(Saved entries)
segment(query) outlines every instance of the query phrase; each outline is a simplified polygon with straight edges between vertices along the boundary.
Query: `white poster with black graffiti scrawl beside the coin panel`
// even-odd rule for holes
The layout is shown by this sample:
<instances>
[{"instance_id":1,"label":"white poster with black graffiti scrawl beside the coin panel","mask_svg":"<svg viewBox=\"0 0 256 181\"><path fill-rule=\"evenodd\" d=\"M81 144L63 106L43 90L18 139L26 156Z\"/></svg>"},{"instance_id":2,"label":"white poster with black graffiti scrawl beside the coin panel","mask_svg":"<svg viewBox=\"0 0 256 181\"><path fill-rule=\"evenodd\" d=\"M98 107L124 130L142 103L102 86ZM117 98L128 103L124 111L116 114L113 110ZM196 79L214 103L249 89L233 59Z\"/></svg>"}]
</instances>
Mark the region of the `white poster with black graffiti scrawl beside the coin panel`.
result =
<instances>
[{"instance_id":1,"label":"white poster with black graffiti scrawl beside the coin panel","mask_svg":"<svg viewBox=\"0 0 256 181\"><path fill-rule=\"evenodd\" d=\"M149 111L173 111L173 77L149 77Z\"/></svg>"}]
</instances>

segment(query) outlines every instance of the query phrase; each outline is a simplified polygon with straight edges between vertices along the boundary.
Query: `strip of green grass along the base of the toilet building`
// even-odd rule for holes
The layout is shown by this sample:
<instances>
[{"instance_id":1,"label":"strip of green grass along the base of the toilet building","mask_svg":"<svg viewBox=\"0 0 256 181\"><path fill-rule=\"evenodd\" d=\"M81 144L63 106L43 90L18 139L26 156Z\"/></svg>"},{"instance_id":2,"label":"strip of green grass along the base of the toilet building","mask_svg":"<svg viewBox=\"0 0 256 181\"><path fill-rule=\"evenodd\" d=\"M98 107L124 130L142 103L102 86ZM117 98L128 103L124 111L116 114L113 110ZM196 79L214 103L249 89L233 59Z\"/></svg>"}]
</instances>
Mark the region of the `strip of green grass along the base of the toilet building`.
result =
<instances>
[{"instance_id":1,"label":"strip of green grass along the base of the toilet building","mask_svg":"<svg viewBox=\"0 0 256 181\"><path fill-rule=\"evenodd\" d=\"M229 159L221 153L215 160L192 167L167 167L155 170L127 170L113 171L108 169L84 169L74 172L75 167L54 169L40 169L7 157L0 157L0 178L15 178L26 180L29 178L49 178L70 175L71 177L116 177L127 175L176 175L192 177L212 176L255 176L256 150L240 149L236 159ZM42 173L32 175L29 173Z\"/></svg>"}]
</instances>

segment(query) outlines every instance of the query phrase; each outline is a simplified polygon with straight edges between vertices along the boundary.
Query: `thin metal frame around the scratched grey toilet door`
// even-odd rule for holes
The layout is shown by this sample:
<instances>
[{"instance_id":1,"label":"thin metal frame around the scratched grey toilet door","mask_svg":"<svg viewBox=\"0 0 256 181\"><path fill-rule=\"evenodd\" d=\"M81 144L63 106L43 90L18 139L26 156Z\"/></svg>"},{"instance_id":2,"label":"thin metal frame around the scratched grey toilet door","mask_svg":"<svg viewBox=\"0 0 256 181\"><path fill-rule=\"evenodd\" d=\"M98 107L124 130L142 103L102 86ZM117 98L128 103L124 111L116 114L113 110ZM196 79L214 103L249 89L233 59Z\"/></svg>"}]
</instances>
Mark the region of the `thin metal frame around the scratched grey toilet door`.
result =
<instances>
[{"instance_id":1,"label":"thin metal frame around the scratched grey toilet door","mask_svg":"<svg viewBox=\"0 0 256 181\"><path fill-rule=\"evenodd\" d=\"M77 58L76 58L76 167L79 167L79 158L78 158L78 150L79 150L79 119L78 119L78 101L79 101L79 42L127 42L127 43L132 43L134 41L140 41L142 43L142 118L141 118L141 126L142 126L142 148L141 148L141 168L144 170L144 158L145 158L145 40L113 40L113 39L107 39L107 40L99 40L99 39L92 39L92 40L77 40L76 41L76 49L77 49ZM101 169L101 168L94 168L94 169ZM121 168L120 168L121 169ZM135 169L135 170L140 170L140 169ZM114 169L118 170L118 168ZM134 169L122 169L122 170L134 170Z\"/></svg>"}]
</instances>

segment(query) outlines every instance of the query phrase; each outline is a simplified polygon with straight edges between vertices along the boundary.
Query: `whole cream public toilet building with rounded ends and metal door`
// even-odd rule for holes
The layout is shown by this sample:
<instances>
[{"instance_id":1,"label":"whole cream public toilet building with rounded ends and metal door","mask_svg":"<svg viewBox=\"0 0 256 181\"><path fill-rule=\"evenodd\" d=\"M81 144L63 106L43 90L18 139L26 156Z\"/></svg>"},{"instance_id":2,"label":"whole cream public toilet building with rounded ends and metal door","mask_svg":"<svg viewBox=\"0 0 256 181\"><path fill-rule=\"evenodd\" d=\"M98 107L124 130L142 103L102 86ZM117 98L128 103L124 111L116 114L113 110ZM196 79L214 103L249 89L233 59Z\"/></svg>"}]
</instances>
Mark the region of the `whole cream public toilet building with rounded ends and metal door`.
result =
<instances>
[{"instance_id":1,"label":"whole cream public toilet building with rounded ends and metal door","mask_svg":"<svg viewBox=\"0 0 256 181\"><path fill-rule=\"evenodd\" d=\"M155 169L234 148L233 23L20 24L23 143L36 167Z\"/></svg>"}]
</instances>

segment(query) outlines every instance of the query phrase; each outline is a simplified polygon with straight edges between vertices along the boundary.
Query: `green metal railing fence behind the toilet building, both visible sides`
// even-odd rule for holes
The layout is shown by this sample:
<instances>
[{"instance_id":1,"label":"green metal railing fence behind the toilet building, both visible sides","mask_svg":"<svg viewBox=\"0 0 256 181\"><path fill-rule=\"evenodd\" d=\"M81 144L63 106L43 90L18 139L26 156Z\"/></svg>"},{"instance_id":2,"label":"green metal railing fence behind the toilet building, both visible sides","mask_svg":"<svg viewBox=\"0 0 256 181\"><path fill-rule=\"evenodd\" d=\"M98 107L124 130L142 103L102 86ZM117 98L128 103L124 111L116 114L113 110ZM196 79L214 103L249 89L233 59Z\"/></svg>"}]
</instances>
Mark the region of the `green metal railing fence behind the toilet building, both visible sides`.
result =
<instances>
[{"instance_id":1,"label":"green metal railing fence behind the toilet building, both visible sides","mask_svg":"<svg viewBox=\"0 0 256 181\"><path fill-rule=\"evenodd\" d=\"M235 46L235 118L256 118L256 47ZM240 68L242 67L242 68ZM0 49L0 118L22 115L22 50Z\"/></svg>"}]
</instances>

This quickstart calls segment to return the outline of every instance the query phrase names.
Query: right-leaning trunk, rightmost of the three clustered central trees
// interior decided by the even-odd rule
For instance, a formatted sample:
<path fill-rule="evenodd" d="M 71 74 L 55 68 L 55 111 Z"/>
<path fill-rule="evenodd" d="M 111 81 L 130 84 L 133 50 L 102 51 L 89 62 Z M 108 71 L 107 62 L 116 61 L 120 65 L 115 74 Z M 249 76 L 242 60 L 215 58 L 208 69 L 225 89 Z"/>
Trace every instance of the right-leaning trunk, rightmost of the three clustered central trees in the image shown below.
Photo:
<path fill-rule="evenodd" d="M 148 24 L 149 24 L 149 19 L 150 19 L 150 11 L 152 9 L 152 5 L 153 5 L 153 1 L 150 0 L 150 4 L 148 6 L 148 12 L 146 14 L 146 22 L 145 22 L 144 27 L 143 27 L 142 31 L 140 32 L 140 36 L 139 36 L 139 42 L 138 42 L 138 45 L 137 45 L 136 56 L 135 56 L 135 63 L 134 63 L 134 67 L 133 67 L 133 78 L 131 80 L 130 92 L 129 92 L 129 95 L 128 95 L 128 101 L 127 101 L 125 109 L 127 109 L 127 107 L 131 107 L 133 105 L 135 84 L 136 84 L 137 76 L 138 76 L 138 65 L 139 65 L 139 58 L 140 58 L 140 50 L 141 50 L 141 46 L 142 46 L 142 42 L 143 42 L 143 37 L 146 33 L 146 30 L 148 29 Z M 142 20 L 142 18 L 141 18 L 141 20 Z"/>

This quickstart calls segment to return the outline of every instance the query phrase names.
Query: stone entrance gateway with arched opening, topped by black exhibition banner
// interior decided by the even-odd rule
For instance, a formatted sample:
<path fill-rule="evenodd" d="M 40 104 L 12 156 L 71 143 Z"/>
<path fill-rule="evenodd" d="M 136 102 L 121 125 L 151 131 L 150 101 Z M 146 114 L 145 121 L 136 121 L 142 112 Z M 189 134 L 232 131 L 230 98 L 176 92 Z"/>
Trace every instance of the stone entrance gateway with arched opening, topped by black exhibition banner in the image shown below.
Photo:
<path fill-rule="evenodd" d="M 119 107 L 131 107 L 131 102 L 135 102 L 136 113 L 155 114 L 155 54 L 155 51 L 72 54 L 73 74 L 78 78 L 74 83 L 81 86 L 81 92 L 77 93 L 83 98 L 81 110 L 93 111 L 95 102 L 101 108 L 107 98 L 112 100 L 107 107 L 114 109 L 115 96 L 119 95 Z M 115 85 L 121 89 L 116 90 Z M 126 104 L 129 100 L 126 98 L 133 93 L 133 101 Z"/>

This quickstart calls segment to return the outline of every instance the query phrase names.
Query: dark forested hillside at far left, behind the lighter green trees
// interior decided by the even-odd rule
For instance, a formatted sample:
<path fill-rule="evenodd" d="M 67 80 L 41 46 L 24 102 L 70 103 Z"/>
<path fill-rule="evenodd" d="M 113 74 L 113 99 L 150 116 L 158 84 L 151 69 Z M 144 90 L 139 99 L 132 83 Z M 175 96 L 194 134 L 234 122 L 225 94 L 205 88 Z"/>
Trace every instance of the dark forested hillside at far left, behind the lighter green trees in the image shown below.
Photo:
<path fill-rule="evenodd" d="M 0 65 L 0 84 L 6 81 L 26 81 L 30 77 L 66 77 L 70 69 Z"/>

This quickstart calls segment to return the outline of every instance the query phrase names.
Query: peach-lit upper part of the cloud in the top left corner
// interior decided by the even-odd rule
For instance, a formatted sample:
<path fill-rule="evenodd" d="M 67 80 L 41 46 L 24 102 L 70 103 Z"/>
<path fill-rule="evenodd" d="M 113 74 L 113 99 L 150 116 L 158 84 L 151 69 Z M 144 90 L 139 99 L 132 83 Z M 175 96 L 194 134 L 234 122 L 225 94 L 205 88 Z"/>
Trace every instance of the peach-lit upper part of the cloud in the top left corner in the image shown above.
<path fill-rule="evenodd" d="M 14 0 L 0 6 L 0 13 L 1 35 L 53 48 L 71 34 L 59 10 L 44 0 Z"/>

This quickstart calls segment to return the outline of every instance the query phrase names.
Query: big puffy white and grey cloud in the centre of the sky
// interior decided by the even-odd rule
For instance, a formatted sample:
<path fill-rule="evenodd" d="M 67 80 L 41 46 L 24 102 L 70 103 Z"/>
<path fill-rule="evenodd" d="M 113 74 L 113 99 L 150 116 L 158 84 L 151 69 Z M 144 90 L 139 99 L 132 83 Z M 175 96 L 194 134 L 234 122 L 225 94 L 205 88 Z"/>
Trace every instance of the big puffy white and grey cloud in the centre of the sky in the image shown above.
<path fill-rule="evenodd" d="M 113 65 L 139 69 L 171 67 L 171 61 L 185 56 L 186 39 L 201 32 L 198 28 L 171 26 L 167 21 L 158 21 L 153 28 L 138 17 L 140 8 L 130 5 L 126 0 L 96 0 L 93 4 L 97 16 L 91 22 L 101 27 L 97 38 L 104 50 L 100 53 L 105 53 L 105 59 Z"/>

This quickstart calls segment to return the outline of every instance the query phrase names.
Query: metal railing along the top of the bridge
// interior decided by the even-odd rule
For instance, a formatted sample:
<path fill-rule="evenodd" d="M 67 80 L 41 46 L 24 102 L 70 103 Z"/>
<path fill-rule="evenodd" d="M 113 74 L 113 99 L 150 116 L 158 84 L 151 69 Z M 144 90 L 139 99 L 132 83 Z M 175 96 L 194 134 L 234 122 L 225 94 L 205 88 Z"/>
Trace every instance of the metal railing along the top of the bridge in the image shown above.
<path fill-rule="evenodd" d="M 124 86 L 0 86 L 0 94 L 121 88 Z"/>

What you are asked to do => With "entrance" as the string to match, show every line of the entries above that has it.

Answer section =>
Query: stone entrance gateway with arched opening, topped by black exhibition banner
Trace every instance of the stone entrance gateway with arched opening, topped by black exhibition banner in the image shown below.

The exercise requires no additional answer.